[Records provided]

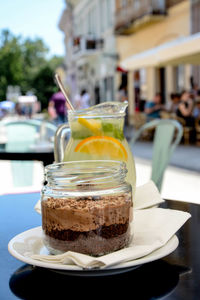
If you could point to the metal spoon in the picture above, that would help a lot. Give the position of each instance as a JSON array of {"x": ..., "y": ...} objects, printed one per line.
[{"x": 60, "y": 84}]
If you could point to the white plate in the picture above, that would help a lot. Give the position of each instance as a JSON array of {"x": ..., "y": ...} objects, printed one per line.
[{"x": 171, "y": 245}]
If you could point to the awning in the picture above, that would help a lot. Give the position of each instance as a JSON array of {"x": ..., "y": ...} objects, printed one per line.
[{"x": 184, "y": 50}]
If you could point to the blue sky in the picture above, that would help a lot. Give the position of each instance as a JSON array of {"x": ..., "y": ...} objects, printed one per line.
[{"x": 35, "y": 18}]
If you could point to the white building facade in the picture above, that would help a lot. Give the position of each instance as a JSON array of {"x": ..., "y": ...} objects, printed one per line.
[{"x": 91, "y": 56}]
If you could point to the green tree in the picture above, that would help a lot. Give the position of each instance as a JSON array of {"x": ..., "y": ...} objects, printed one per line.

[/Records provided]

Directions for this task: Apart from the pictures, return the records exactly.

Solution for this problem:
If you could point to the metal spoon in the picture above, that would help a lot. Give the position of each instance as a JSON array of {"x": ..., "y": ...} objects, printed one per line.
[{"x": 60, "y": 84}]
If you could point to the white plate in the picture above, that would help a lot. Give the position of each instance as a JSON array of {"x": ..., "y": ...} objects, printed one per line.
[{"x": 171, "y": 245}]
If you could point to the awning in the picture above, that would help a lot. Give the position of each instance as a JSON array of {"x": ..., "y": ...} objects, printed one per line.
[{"x": 184, "y": 50}]
If you could point to the blue sky in the picture above, that would help a lot. Give the position of each instance as a JSON array of {"x": ..., "y": ...} objects, printed one per line.
[{"x": 35, "y": 18}]
If you could point to the white building facade in the picture above, that would help a lot. Give the position of each instance as a JSON array of {"x": ..., "y": ...} objects, printed one per line.
[{"x": 91, "y": 56}]
If you could point to the green tree in the picture above, that would help a lot. Give the position of each instance as a JSON array of {"x": ..., "y": ...} objects, printed one per line.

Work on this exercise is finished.